(RAW DATA begins)
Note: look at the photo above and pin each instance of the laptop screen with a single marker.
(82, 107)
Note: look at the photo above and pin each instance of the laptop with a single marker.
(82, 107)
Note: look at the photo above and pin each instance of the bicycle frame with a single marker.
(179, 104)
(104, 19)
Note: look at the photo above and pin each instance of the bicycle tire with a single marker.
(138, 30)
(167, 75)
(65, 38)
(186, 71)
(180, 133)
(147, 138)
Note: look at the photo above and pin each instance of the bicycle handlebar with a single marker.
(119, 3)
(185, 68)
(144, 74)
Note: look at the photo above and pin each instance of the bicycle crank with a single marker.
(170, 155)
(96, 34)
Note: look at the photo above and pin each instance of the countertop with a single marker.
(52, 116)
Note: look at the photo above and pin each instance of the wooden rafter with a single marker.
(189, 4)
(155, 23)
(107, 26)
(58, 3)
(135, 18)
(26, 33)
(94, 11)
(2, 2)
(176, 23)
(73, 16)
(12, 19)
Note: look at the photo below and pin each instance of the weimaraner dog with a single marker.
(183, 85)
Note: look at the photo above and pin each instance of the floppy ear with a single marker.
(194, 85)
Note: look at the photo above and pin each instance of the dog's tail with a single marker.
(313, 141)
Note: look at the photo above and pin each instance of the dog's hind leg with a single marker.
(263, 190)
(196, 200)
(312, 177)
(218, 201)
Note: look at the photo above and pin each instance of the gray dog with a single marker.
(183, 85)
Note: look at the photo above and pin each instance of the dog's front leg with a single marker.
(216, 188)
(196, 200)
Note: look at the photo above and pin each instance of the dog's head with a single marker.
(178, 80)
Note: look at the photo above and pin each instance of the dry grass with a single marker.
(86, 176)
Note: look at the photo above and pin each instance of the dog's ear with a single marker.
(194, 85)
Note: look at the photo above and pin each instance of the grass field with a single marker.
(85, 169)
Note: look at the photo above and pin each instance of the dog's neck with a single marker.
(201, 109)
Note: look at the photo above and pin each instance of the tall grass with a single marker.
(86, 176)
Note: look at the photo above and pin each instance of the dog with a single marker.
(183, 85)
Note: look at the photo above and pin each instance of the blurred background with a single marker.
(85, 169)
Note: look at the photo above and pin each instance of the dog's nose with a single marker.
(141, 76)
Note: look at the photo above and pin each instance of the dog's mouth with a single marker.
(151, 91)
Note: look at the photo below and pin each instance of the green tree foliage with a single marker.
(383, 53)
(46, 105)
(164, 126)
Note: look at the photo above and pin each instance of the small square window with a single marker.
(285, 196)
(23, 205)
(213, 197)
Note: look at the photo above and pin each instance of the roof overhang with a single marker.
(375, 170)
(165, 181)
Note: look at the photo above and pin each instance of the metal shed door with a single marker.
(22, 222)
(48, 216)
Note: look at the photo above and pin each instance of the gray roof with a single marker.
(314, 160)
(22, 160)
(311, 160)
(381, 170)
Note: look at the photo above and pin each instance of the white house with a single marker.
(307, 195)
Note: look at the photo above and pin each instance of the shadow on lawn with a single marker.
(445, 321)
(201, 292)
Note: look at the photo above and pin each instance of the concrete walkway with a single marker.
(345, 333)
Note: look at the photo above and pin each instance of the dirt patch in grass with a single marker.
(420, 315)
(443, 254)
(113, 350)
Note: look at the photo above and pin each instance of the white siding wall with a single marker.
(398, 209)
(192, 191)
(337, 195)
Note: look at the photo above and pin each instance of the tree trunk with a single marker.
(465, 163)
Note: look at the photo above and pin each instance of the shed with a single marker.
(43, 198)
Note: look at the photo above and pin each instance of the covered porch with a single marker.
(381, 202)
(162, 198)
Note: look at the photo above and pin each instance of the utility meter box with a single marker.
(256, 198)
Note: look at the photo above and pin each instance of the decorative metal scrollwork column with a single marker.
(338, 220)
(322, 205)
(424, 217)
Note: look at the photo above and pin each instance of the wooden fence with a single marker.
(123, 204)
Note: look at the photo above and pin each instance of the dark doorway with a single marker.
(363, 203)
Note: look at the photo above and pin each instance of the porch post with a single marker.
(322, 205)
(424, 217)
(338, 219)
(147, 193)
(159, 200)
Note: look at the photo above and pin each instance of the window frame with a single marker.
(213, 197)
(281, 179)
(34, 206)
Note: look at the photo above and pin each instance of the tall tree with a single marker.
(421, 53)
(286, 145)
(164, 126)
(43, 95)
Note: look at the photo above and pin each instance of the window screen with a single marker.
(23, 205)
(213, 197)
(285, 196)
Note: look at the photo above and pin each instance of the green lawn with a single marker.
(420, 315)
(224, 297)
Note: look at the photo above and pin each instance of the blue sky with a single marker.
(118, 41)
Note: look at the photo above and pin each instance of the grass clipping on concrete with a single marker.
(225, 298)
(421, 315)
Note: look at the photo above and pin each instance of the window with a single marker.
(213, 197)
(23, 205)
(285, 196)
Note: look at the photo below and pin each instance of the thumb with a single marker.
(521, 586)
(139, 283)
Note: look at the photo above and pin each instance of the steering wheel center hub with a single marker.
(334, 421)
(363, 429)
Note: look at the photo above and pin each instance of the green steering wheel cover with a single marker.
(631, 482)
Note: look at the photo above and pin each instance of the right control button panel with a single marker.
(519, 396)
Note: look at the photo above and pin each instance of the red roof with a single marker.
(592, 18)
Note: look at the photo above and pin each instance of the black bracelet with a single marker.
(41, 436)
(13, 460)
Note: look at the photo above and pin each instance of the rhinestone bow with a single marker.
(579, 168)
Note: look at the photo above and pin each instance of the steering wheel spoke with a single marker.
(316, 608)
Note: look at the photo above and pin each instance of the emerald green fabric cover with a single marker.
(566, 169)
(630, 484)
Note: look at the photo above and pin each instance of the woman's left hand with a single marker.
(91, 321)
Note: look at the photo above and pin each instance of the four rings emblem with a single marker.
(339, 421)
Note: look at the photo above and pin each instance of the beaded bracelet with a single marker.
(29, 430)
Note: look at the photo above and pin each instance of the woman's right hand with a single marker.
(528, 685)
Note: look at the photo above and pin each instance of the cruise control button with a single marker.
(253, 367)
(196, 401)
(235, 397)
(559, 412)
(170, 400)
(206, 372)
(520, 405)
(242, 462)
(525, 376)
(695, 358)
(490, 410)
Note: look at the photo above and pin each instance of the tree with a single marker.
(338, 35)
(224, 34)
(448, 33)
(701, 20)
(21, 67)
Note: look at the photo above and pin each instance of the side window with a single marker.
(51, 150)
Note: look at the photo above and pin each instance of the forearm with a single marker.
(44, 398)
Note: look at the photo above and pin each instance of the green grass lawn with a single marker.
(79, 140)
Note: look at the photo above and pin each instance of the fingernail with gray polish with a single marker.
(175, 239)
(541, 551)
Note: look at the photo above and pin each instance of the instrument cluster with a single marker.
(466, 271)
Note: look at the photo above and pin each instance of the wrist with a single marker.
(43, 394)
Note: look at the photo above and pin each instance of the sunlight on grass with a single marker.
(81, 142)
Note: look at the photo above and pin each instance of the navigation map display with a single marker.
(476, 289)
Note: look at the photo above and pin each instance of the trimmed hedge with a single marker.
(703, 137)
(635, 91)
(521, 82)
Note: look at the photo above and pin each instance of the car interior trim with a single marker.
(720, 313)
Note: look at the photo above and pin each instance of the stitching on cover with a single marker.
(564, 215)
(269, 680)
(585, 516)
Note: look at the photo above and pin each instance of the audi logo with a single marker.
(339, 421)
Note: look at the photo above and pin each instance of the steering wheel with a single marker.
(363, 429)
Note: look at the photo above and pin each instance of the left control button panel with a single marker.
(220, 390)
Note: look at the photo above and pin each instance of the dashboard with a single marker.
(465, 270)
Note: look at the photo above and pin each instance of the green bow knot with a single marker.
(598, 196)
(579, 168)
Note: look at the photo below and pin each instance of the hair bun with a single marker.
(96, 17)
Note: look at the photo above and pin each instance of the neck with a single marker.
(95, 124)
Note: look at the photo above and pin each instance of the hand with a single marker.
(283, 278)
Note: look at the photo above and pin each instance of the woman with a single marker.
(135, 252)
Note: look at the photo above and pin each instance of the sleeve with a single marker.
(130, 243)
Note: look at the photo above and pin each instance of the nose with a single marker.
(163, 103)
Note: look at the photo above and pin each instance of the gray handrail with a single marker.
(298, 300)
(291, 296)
(RAW DATA ends)
### [TASK DIRECTIONS]
Your answer should be the lines from the one containing "display with a single marker." through the end of the records, both included, output exactly and with nothing added.

### [WRITTEN SOLUTION]
Note: look at the photo above and pin each instance of the navigation map display with a single marker.
(476, 289)
Note: look at the photo above and pin each instance of the trimmed hedge with a single marker.
(703, 137)
(635, 91)
(521, 82)
Note: look at the photo above and pin each instance of the car interior trim with a single marker.
(720, 313)
Note: look at the photo above and pin each instance of the stitching on cover with a single marker.
(564, 215)
(269, 680)
(585, 516)
Note: look at the photo above and pin each instance of the audi logo with a single marker.
(339, 421)
Note: look at the photo above and pin each instance of the steering wheel with a single marker.
(363, 429)
Note: look at the photo above and pin each instance of the left control button panel with a single marker.
(220, 390)
Note: look at the photo above and pin each instance of the dashboard with a single marker.
(465, 270)
Note: look at the photo above and pin each instance of the green bow knot with a single marker.
(598, 196)
(579, 168)
Note: look at the photo below and pin each instance of the hair bun with a single marker.
(96, 17)
Note: look at the photo above and pin each instance of the neck with a single marker.
(95, 124)
Note: look at the photo above and pin each instance of the hand with a single marker.
(283, 278)
Note: look at the photo above and pin each instance of the woman with a single marker.
(135, 252)
Note: look at the photo above and pin each instance of the sleeve with a single marker.
(130, 243)
Note: look at the photo above and pin each instance of the nose with a single marker.
(163, 103)
Note: look at the photo above and pin each instance of the gray handrail with a single marker.
(298, 300)
(291, 296)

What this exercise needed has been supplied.